§ How to complete this task
Lines of the data that contain the word "sand" are the ones to copy.

---- Data provided

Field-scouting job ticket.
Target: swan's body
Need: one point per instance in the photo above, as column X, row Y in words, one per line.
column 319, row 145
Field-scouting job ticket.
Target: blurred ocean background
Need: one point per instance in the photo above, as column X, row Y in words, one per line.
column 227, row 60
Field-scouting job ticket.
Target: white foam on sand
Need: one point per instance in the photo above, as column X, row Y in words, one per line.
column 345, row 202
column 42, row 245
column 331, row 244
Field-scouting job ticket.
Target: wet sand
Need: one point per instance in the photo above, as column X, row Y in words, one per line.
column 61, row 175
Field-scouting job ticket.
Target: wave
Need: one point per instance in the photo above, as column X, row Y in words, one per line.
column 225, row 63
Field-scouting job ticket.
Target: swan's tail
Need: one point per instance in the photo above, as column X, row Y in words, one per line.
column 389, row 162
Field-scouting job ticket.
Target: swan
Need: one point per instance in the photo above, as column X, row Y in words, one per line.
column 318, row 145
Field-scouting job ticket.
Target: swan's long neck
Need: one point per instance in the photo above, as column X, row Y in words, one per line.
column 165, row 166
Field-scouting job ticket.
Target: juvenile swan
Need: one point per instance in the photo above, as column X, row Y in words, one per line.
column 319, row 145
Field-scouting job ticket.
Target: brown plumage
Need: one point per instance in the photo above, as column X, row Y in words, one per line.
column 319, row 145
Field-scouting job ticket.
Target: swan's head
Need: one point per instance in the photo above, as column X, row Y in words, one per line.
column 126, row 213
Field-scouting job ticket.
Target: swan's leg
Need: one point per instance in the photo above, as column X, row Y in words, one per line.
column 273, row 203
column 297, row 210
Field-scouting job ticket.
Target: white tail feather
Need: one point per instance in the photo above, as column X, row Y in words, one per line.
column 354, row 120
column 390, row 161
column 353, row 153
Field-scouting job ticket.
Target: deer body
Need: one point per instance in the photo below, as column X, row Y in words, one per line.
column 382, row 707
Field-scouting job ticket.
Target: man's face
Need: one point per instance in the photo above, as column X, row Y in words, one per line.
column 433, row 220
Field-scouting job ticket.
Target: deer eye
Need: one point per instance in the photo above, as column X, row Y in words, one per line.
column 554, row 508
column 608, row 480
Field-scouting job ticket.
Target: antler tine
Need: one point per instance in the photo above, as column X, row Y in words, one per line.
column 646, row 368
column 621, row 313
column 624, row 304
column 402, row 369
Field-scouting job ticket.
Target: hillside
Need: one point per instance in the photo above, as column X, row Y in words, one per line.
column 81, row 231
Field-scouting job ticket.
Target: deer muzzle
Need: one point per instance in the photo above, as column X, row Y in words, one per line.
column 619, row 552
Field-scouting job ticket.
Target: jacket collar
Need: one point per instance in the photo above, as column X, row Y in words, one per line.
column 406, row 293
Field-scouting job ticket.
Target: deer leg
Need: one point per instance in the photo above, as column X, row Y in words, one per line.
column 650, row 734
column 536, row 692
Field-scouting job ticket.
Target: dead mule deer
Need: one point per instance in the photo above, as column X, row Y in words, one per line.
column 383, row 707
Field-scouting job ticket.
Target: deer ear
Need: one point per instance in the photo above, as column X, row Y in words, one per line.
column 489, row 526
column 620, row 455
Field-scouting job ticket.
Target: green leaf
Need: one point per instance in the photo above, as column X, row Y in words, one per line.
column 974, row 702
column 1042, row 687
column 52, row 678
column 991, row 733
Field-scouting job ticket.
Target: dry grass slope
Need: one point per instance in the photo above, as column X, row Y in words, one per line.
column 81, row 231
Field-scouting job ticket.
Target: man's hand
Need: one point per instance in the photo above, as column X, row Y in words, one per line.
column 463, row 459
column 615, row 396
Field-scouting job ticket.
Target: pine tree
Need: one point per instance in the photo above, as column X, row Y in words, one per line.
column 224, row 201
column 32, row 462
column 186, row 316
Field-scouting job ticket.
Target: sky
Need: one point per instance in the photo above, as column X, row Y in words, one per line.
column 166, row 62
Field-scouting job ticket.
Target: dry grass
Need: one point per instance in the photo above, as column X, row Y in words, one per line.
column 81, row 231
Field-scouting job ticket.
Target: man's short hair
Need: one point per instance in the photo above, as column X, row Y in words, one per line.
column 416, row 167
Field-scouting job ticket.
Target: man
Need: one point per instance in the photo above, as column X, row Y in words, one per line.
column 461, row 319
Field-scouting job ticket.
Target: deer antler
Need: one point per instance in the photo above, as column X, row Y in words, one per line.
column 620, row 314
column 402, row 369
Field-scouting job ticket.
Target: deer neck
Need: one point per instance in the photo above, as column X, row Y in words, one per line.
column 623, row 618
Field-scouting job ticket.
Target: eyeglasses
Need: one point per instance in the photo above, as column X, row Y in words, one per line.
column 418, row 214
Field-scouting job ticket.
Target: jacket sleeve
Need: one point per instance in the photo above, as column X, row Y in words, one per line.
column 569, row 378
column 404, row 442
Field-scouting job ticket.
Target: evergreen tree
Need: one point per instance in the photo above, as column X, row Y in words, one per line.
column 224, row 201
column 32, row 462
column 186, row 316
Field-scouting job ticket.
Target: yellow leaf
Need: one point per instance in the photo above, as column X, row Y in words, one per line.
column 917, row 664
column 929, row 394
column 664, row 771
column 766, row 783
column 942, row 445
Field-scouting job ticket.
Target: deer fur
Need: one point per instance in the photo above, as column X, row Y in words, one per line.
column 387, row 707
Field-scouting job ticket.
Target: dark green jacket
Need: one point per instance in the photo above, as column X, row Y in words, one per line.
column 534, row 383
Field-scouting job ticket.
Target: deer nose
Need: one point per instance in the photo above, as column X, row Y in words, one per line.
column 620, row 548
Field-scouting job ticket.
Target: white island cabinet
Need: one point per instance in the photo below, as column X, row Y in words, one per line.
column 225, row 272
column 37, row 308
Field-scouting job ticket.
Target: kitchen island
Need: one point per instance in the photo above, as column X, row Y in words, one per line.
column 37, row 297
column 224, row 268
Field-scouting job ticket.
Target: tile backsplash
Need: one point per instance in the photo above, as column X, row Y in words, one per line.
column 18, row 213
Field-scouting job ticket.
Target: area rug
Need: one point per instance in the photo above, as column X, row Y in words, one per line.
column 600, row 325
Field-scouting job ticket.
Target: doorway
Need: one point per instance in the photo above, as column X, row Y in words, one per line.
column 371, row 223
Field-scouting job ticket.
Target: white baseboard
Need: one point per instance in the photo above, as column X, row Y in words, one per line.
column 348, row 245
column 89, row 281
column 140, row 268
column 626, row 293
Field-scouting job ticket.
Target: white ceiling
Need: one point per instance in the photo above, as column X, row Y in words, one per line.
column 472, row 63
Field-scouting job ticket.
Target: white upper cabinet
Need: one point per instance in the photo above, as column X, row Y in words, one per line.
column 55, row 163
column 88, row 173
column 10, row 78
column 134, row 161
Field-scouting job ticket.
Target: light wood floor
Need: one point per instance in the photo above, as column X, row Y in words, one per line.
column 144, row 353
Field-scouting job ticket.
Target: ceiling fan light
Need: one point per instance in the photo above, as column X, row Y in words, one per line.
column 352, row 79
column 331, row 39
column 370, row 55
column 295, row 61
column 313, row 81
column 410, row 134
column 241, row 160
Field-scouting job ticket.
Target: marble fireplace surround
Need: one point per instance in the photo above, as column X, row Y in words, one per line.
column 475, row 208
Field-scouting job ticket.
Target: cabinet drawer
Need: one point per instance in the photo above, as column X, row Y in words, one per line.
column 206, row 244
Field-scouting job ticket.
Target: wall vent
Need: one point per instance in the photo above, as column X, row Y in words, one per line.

--------

§ Exercise answer
Target: white foam on sand
Target: wet sand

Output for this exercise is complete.